PROBLEM 1 ->
Explain in one to three sentences why the STB passage says the latency period makes STB symptoms difficult to detect.
PROBLEM 2 ->
Rewrite the STB passage from "Visual evaluation by" up to and including "standardizing STB phenotyping.", replacing "raters" with "human assessors".

-- DOCUMENT SEGMENT follows --

STB symptoms are complex. The necrosis and the pycnidia that appear on the lesions can have diverse shapes, sizes, and colors. To exacerbate the complexity, these symptoms are highly dependent on Z. tritici isolates, wheat genotypes, and environmental conditions [9]. The latency period is another factor that makes STB symptoms difficult to detect. When Z. tritici infects wheat, leaf lesions appear only after a long symptomless period of more than ten days post-inoculation. It progressively forms necrosis that may contain pycnidia (i.e., the asexual fruiting bodies) [10]. This extended latency period makes it difficult to differentiate between the simultaneous development of disease symptoms and leaf senescence. It also makes it complicated to evaluate disease severity in an accurate manner under laboratory conditions. However, there are methods and tools that can be used to overcome these challenges.

Accurate and rapid phenotyping of STB symptoms is essential for studying this disease. The identification and quantification of pycnidia are fundamental parameters in the context of studying disease diagnosis and epidemics. Pycnidia are a distinguishing feature to detect STB in field conditions. Additionally, quantifying pycnidia can be used as an indicator of the fungus's reproductive potential and of the epidemiological development [11]. Accurate high-throughput phenotyping is necessary for carrying out genetic analyses [12], as well as for studying alternative control methods (i.e., agro-ecological approaches). These methods have low individual effects on disease in most cases. When combined, they become interesting to produce an overall effect on the disease [13]. Resistance QTLs associated with the percentage of necrosis and pycnidium production have already been identified [14]. Identifying QTLs associated with small phenotype variations is more challenging without accurate symptom detection tools. Therefore, such studies on the complex STB symptoms necessitate the development of image-based phenotyping. This type of phenotyping is increasingly used for experiments as it offers a solution to overcome the limitations of visual assessments.

Visual evaluation by raters is the most commonly used method to assess STB severity, especially in the field [15]. This type of evaluation presents challenges when quantifying the disease’s severity effectively, as described in Bock et al. [16]. Evaluation results are significantly influenced by the rater’s level of experience, making disease assessment a challenging task for young researchers. Various aspects are considered to account for rater biases, such as tools that facilitate a coordinated evaluation [17] or by proposing quantitative molecular assessments [18]. The ultimate goal is to achieve a standardized interlaboratory evaluation at the international level. The development of image analysis tools represents a means of standardizing STB phenotyping.

-- DOCUMENT SEGMENT concluded --
-- INFORMATION SUPPLIED follows --

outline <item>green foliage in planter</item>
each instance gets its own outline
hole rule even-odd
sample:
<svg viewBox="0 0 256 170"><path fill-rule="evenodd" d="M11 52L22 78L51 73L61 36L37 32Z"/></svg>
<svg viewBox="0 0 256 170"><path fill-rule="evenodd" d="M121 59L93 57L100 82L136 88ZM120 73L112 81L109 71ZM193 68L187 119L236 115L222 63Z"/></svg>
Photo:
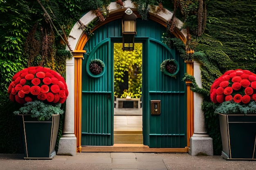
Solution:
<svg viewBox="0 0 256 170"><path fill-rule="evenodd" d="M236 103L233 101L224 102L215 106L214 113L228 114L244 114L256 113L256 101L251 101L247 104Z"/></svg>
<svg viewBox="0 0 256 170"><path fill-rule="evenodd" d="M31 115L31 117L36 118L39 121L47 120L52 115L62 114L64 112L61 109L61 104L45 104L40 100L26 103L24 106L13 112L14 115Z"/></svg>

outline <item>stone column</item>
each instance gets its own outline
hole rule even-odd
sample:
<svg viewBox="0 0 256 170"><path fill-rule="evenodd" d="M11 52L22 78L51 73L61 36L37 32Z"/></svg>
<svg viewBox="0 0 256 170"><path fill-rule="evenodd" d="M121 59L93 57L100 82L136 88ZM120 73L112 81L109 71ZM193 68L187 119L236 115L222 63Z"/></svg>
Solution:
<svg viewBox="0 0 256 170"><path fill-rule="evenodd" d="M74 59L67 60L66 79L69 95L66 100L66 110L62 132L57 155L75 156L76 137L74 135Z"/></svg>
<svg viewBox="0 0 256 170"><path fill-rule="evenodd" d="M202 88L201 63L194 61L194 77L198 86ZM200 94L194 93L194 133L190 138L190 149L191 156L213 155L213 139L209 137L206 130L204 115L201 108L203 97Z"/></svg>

-- INFORMATION SUPPLIED concluded --

ANSWER 1 ->
After Z. tritici infects wheat, leaf lesions appear only after a symptomless period of more than ten days post-inoculation. This long latency makes it difficult to tell the development of disease symptoms apart from leaf senescence occurring at the same time. It also complicates accurate evaluation of disease severity under laboratory conditions.

ANSWER 2 ->
Visual evaluation by human assessors is the most commonly used method to assess STB severity, especially in the field [15]. This type of evaluation presents challenges when quantifying the disease’s severity effectively, as described in Bock et al. [16]. Evaluation results are significantly influenced by the rater’s level of experience, making disease assessment a challenging task for young researchers. Various aspects are considered to account for rater biases, such as tools that facilitate a coordinated evaluation [17] or by proposing quantitative molecular assessments [18]. The ultimate goal is to achieve a standardized interlaboratory evaluation at the international level. The development of image analysis tools represents a means of standardizing STB phenotyping.